Brano da leggere.

┄┄┄┄┄┄┄┄┄┄

Ed a conferma di ciò possono essere richiamate le conclusioni alle quali pervengono le linee guida predisposte da alcune Corti d’appello ai fini dell’applicazione del nuovo istituto. Di fatto si delineano due linee di tendenza nettamente contrapposte.
Secondo un primo orientamento, decisamente maggioritario, la formula «non ragionevole probabilità» di accoglimento dell’appello proposto coinciderebbe, nella sostanza, con la valutazione di manifesta infondatezza nel merito dell’appello.
E così, ad es., le linee guida predisposte dalla Corte di appello di Napoli, dopo avere convenuto che il tenore della disposizione de qua «concede un margine di apprezzamento forse eccessivo al giudice dell’impugnazione», sostengono che vada «respinta una prospettiva ermeneutica che… giunga ad un parallelismo con il fumus boni juris, quasi che il giudice d’appello possa dichiarare inammissibile il gravame tutte le volte che questo, a una prima delibazione prognostica, pur non apparendo manifestamente infondato, non mostri ragionevoli chances di successo», e concludono affermando che «solo un self-restrainment ermeneutico, teso a restringere l’applicazione del criterio posto dall’art. 348 bis ad ipotesi di manifesta carenza di significative prospettive di successo del gravame, e ciò all’esito di un’attenta disamina del fascicolo,…può scongiurare il pericolo… di un ‘volontarismo giudiziale difficilmente tollerabile’». Questo stesso sembra essere l’orientamento della Corte d’appello di Roma8.
Stando, invece, ad un secondo orientamento, minoritario, delineatosi nella pratica, la valutazione del presupposto della «non ragionevole probabilità di accoglimento» si sostanzierebbe in una valutazione molto simile a quella alla base della pronuncia di un provvedimento cautelare, ovvero in una valutazione meramente superficiale di sussistenza/insussistenza del fumus boni iuris o, per essere più precisi, del fumus del diritto alla riforma della sentenza appellata.
È l’impostazione seguita nelle linee guida predisposte dalla Corte di appello di Milano, dove si sostiene che «in ordine ai criteri per la valutazione prognostica di insussistenza della probabilità di accoglimento dell’appello, la prescrizione dettata dall’art. 348 ter c.p.c. va letta, quanto alla ragionevolezza della prognosi, alla stregua della valutazione del fumus boni juris».
È quanto si legge anche nella recente ordinanza della Corte d’appello di Milano del 22.1.20149. Secondo i giudici milanesi, infatti, «Gli artt. 348 bis e ter c.p.c., introdotti con il d.l. n. 83/2012 (conv. dalla l. n. 134/ 2012), esigono che il giudice d’appello, fuori dai casi in cui debba dichiarare con sentenza l’inammissibilità o l’improcedibilità dell’appello, prima di procedere alla trattazione della causa, sentite le parti, effettui una delibazione (sommaria) delle argomentazioni poste a fondamento del gravame.

┄┄┄┄┄┄┄┄┄┄

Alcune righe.
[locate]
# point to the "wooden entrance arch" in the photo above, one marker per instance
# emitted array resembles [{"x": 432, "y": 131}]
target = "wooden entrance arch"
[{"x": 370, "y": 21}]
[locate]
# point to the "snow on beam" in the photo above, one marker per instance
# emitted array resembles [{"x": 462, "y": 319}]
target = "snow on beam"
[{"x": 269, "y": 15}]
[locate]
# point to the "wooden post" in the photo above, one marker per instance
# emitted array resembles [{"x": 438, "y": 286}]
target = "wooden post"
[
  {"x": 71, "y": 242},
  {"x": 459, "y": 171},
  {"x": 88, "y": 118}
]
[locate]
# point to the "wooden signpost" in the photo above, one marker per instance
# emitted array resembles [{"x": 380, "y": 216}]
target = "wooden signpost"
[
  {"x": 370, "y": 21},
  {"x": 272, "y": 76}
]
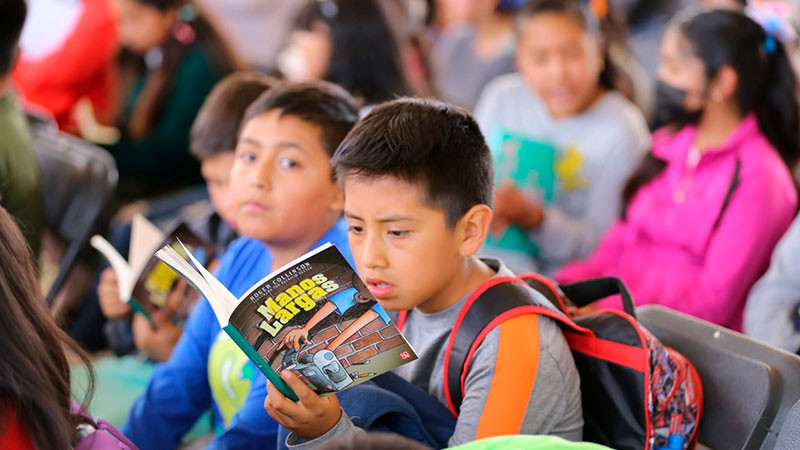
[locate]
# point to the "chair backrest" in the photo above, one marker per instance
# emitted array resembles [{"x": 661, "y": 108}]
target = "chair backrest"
[
  {"x": 749, "y": 388},
  {"x": 77, "y": 182},
  {"x": 789, "y": 434}
]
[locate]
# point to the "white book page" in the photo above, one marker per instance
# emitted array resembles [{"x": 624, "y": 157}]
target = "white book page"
[
  {"x": 125, "y": 280},
  {"x": 145, "y": 240},
  {"x": 221, "y": 300}
]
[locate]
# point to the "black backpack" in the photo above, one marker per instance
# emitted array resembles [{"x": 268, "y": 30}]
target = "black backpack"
[{"x": 636, "y": 392}]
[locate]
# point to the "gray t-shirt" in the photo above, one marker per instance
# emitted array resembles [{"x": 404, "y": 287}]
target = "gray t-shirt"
[
  {"x": 596, "y": 152},
  {"x": 522, "y": 379}
]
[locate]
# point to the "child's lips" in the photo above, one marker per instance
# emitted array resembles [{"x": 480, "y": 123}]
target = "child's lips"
[
  {"x": 379, "y": 288},
  {"x": 253, "y": 206}
]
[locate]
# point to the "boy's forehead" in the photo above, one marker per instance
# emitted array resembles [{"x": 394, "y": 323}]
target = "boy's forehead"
[
  {"x": 384, "y": 195},
  {"x": 271, "y": 128}
]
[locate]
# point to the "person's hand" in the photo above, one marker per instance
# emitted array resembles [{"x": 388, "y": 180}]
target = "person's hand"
[
  {"x": 89, "y": 128},
  {"x": 295, "y": 339},
  {"x": 310, "y": 417},
  {"x": 512, "y": 208},
  {"x": 112, "y": 306},
  {"x": 157, "y": 342}
]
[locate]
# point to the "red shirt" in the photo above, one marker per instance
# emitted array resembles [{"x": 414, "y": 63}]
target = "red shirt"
[{"x": 13, "y": 434}]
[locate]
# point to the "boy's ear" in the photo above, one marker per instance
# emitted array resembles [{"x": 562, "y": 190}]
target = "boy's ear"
[
  {"x": 473, "y": 228},
  {"x": 337, "y": 203}
]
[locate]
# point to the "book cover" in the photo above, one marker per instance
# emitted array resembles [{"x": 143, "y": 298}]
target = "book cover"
[
  {"x": 145, "y": 282},
  {"x": 314, "y": 316},
  {"x": 159, "y": 287},
  {"x": 530, "y": 165}
]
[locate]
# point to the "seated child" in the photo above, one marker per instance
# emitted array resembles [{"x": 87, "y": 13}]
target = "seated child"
[
  {"x": 286, "y": 202},
  {"x": 35, "y": 386},
  {"x": 213, "y": 141},
  {"x": 563, "y": 137},
  {"x": 171, "y": 56},
  {"x": 20, "y": 184},
  {"x": 474, "y": 48},
  {"x": 707, "y": 206},
  {"x": 417, "y": 180}
]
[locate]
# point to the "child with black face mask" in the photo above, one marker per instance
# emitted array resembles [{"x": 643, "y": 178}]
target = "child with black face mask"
[{"x": 714, "y": 196}]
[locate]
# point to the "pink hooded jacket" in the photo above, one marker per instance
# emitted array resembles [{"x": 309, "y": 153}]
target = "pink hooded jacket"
[{"x": 680, "y": 246}]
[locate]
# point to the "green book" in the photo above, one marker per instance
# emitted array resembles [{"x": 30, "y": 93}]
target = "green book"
[
  {"x": 530, "y": 165},
  {"x": 313, "y": 316},
  {"x": 145, "y": 282}
]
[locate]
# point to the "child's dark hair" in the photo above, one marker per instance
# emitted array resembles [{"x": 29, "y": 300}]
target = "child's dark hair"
[
  {"x": 34, "y": 371},
  {"x": 426, "y": 142},
  {"x": 611, "y": 77},
  {"x": 154, "y": 94},
  {"x": 365, "y": 57},
  {"x": 323, "y": 104},
  {"x": 12, "y": 18},
  {"x": 766, "y": 83},
  {"x": 216, "y": 128}
]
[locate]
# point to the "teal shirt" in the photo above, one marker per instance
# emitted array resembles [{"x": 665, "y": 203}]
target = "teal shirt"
[
  {"x": 163, "y": 155},
  {"x": 20, "y": 188}
]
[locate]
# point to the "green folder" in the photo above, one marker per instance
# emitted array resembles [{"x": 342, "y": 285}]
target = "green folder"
[{"x": 530, "y": 165}]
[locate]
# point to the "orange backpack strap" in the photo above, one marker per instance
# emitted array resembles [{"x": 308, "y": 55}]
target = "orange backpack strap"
[{"x": 492, "y": 303}]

┄┄┄┄┄┄┄┄┄┄

Consegne.
1/ Riporta dal brano sul giudizio d'appello il passo che comincia con "Secondo un primo" e prosegue fino a "nel merito dell’appello." compreso.
2/ Raccogli e copia ogni riga in cui compare la stringa "hooded".

Soluzioni.
1/
Secondo un primo orientamento, decisamente maggioritario, la formula «non ragionevole probabilità» di accoglimento dell’appello proposto coinciderebbe, nella sostanza, con la valutazione di manifesta infondatezza nel merito dell’appello.

2/
# point to the "pink hooded jacket" in the photo above, one marker per instance
target = "pink hooded jacket"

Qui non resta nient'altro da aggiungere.